══ DATA PROVIDED
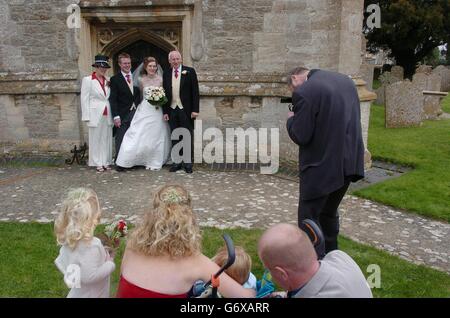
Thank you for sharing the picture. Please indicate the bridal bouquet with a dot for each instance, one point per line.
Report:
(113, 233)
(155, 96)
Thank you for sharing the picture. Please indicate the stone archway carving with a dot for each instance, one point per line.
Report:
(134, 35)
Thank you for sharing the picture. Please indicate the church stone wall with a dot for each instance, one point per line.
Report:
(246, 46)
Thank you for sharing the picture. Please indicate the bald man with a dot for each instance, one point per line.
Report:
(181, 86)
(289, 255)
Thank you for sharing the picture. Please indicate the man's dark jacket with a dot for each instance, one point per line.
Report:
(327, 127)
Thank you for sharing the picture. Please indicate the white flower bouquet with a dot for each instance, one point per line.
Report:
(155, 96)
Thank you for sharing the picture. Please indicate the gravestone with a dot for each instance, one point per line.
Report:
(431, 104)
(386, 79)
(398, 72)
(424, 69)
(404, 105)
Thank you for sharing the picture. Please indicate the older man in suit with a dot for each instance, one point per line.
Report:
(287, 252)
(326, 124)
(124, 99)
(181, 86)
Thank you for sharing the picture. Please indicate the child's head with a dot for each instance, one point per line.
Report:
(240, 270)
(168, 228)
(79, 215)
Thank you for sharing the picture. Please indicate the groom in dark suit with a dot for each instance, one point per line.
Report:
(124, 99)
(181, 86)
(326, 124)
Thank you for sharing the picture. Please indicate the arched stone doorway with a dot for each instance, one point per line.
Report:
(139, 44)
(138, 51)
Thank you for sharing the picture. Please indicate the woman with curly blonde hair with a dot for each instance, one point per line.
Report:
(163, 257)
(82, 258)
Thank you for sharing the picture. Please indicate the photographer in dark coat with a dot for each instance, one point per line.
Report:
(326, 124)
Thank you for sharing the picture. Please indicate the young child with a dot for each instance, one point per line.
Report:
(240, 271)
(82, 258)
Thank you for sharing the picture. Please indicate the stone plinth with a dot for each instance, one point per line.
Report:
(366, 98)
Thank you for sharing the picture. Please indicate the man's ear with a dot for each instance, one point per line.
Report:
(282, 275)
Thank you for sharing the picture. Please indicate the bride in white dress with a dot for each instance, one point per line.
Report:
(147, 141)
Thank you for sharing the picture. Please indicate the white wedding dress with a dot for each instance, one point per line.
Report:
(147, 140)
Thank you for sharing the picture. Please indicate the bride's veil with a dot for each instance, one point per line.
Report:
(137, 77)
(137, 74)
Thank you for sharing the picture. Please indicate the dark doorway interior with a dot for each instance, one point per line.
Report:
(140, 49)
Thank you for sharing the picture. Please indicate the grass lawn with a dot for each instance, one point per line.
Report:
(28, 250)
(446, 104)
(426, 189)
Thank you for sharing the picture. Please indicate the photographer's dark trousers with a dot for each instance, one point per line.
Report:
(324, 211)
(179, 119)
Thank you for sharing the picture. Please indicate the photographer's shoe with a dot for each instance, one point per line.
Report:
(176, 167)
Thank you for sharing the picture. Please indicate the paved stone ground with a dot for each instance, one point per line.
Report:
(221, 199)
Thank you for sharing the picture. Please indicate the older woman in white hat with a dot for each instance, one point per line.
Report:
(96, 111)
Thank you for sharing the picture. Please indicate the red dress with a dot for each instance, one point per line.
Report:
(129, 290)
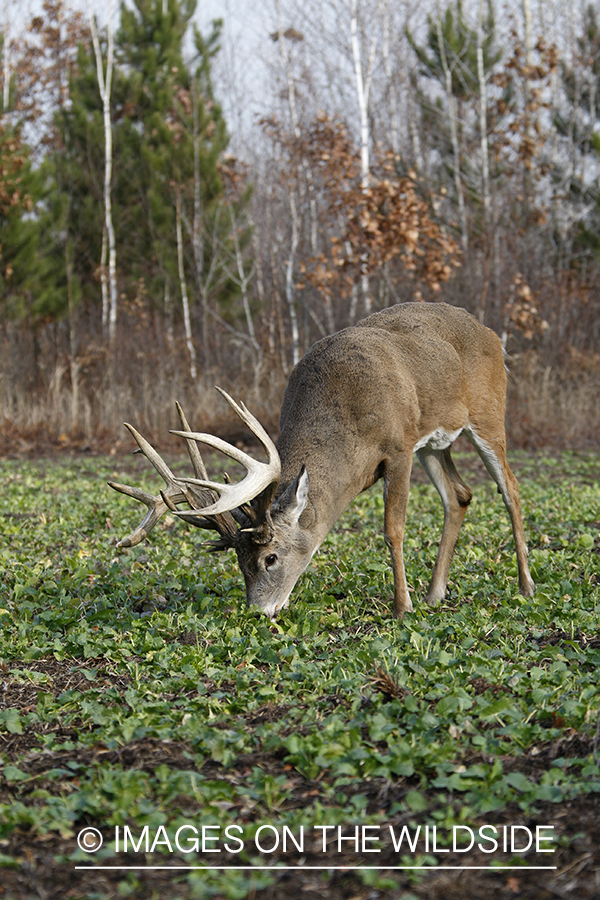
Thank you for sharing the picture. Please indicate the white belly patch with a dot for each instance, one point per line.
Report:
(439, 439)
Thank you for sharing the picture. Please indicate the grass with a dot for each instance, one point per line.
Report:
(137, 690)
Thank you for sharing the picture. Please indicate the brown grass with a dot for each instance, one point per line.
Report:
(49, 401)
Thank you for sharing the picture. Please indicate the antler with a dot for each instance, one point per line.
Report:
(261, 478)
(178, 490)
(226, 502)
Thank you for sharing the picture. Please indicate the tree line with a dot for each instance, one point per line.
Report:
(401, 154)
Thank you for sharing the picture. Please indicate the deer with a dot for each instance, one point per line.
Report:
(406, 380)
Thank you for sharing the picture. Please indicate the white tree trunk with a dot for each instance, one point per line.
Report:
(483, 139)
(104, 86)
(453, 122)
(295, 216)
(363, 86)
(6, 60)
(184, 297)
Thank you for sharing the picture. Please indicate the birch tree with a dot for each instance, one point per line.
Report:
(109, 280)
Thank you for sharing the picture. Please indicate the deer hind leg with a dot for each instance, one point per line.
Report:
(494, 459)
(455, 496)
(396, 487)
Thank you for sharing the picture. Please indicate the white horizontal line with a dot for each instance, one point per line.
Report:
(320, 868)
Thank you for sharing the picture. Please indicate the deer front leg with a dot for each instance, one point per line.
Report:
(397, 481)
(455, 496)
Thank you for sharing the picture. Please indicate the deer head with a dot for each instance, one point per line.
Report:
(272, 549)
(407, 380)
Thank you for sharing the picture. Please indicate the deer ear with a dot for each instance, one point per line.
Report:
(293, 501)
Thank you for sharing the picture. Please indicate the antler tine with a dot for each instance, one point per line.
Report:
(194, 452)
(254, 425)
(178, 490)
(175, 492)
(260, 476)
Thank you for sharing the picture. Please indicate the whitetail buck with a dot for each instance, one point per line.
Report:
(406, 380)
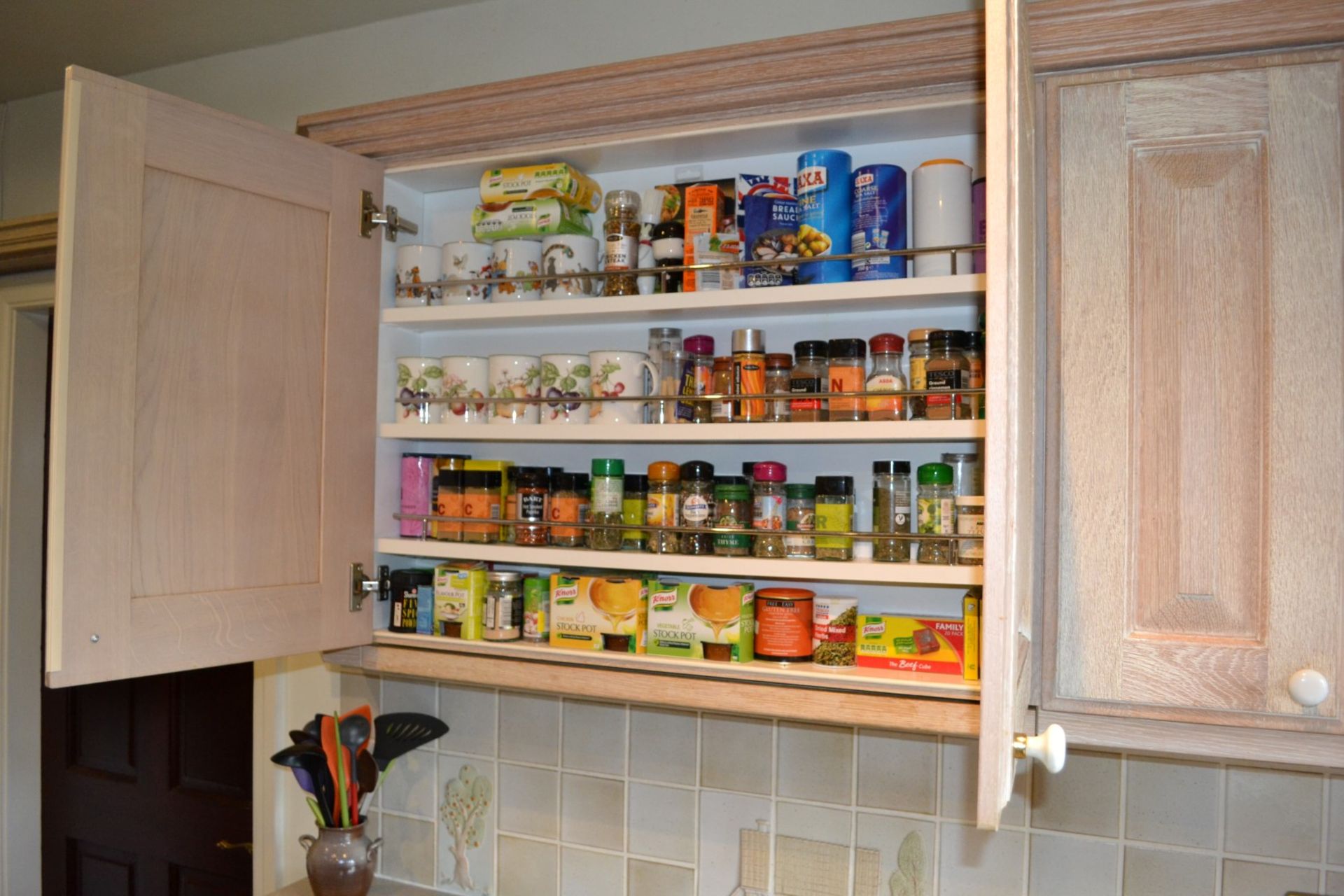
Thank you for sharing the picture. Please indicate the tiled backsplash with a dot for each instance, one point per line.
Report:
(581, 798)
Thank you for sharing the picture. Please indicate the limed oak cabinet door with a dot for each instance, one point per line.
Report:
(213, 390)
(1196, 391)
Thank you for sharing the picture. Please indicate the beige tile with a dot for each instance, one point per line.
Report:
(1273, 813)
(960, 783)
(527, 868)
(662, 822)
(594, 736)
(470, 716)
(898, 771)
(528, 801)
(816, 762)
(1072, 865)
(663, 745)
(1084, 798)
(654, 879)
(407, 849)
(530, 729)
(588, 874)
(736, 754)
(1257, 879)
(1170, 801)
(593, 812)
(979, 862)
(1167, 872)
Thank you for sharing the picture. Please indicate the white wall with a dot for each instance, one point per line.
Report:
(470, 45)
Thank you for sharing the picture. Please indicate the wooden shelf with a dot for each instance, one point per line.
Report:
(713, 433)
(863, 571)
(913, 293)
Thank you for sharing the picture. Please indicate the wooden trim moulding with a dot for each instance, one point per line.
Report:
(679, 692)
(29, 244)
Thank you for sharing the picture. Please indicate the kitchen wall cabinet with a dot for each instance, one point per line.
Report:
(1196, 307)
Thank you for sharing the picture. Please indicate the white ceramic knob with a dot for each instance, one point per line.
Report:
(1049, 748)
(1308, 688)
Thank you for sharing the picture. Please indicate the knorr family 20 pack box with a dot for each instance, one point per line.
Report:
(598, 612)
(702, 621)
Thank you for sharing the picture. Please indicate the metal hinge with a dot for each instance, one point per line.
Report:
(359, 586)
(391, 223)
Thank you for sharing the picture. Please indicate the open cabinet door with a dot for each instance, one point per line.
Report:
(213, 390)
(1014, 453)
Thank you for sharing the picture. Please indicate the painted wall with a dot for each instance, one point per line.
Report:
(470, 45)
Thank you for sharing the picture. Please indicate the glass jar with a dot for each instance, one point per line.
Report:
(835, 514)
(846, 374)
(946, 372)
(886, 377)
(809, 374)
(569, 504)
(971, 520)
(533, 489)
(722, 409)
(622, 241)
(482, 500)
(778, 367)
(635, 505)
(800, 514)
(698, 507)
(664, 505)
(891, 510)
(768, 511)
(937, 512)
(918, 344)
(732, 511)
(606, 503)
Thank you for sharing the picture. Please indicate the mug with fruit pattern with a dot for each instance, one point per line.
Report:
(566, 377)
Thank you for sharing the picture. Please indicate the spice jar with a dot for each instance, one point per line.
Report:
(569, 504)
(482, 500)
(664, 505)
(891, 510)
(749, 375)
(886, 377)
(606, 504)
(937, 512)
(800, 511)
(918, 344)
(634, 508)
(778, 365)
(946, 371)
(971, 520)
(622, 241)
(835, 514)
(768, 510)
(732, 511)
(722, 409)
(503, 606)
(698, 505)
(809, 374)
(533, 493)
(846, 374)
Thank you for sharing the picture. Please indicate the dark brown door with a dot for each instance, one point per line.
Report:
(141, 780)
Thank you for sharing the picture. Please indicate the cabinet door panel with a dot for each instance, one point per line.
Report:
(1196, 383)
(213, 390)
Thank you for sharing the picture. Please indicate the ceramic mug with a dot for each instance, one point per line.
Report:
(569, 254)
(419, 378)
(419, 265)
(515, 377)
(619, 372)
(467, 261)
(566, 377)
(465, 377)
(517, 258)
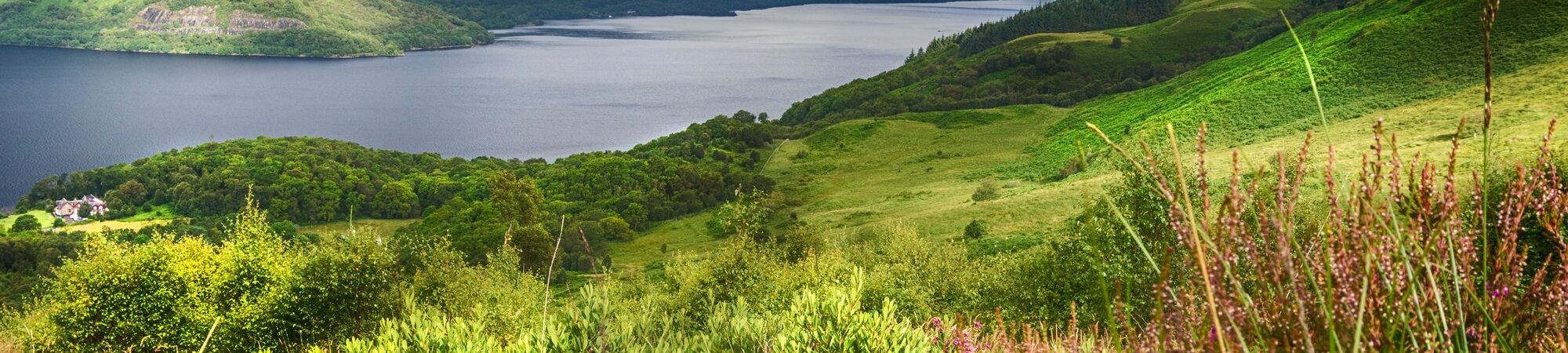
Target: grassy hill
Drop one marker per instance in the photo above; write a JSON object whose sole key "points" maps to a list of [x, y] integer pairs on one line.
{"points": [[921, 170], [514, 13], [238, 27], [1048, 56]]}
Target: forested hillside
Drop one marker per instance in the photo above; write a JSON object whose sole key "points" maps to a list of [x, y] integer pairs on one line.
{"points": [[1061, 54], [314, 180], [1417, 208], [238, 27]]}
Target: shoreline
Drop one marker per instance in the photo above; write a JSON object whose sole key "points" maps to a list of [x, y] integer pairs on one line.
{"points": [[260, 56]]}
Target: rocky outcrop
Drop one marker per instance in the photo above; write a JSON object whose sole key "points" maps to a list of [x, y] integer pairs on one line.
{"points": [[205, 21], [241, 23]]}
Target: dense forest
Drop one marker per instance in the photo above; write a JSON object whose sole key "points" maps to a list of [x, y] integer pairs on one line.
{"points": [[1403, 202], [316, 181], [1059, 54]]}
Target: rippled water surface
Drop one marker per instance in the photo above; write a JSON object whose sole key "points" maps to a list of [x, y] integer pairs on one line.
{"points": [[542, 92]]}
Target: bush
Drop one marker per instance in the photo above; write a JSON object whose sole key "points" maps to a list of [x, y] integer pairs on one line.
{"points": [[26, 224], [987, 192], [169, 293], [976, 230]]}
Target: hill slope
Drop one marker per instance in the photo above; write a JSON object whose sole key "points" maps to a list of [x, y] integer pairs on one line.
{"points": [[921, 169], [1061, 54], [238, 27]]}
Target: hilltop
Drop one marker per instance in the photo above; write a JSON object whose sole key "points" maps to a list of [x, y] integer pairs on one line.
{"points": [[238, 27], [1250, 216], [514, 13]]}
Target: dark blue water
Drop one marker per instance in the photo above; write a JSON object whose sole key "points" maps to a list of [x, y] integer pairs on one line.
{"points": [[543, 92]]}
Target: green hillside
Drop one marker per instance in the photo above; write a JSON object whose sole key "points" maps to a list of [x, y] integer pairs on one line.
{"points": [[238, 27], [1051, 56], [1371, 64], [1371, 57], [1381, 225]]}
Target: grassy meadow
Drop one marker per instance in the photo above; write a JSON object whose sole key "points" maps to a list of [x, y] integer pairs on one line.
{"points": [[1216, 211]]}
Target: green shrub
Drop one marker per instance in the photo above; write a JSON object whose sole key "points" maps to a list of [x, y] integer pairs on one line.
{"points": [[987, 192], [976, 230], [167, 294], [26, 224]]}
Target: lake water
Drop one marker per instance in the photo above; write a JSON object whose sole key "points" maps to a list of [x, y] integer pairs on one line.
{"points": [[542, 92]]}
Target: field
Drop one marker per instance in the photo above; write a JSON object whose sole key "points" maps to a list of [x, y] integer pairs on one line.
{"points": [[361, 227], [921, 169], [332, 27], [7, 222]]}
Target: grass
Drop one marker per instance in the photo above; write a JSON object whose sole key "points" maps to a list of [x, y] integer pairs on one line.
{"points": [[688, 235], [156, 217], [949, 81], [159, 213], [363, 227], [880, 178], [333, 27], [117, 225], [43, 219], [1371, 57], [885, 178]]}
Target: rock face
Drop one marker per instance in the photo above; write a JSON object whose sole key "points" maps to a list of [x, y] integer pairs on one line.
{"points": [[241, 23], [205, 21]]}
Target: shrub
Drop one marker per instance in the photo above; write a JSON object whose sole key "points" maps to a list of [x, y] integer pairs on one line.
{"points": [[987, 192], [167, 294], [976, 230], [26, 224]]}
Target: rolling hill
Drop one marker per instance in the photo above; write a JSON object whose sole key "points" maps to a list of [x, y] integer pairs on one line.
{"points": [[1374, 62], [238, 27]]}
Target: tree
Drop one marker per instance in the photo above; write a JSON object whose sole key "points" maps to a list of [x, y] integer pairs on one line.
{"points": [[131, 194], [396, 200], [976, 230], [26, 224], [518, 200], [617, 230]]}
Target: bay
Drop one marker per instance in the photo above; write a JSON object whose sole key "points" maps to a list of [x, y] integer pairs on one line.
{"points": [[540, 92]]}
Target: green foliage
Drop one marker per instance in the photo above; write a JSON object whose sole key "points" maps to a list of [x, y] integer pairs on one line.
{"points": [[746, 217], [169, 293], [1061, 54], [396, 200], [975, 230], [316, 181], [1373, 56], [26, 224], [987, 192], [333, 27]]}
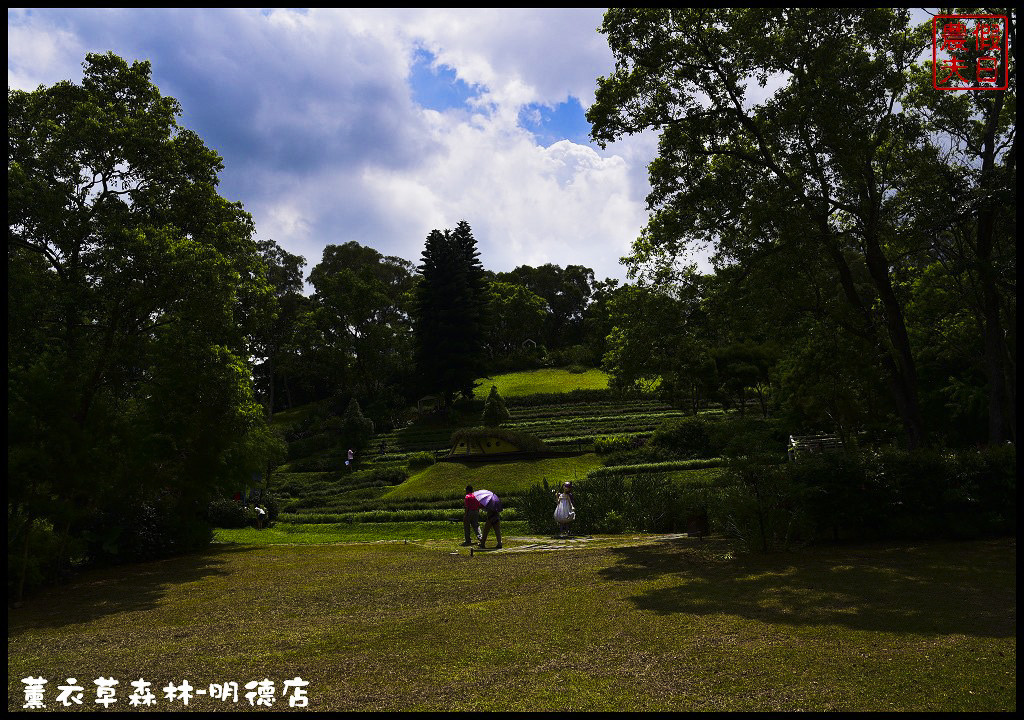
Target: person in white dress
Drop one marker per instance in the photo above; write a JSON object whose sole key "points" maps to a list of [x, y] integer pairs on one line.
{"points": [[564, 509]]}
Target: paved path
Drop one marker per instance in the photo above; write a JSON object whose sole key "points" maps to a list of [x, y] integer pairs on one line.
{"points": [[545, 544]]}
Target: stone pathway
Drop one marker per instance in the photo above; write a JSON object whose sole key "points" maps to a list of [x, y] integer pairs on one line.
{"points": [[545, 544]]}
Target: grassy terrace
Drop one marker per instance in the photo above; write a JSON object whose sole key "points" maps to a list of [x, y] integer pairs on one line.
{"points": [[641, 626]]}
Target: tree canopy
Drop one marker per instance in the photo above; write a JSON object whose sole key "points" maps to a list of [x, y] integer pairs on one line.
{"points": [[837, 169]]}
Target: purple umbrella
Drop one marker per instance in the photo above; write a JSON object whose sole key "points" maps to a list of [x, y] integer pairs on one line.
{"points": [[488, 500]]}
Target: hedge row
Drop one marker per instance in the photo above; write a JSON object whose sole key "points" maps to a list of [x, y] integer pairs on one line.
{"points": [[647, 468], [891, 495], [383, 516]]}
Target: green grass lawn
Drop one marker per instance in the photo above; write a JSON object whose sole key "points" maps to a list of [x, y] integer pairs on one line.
════
> **PROBLEM STATEMENT**
Extract, exactly as they appear, the lines from the one containing "Target: grassy terrace" through the final line.

> **RESPONSE BELOW**
Target: grassy terrace
Drop one marker per instance in the photo above; write a JSON object whose sole key "points" maps to a list of [x, y] integer pairs on one line.
{"points": [[641, 626]]}
Target: tree canopy
Drop one marker per instance in the photo above; write a JSON object whose sole key "points" maps to a list of [x, y] integer pairs on one line.
{"points": [[837, 169]]}
Target: purple umbrella
Drop one marker per instance in the photo above; write a JSON object whose sole key "points" maps to a list of [x, y] integer pairs on one line.
{"points": [[488, 500]]}
Target: hedge row
Drop one marker per instance in the photo above; write a JSON object whose sole key "points" maps to a list of [x, y] integer pairs on one line.
{"points": [[647, 468], [891, 495], [383, 516]]}
Target: green grass lawn
Drop one marker per instance in the photo above; write a JSON object whose sole key "points" maps to a list of [x, y] integer pairs on one line.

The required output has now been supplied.